◆ WHAT TO PRODUCE ◆
From the essay on spring below, repeat word for word the stretch from "The maple trees" through "and our flowers!".

I can recall so
many springs in years past, when it seemed to take forever for the trees to bud.
Every morning as April bled into May would find me looking out the windows,
wondering when was I ever going to see green on those bare, brown sticks
again?
In truth it
doesn’t take long, and that was brought home to me this
spring.
When we left
home for New Orleans on May 11th, there were no leaves anywhere, and
only a few bits of green to be seen on a few trees. Our flowers were all green
leaves, with only one or two tightly enfolded buds. I knew by the calendar that
it was spring, and we did have a young friend of ours come and mow our lawn
once, but despite that, it didn’t feel like spring.
When we
returned home 7 days later—just this past Sunday—the season of rebirth was in
full bloom.
The maple trees
across the street are covered in green, and one of them in red, leaves. Our
walnut tree, the last to get its leaves, has begun the process, and our flowers!

◆ DATA ◆

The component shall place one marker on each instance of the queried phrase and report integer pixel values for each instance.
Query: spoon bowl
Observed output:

◆ THE RESULT ◆
The maple trees
across the street are covered in green, and one of them in red, leaves. Our
walnut tree, the last to get its leaves, has begun the process, and our flowers!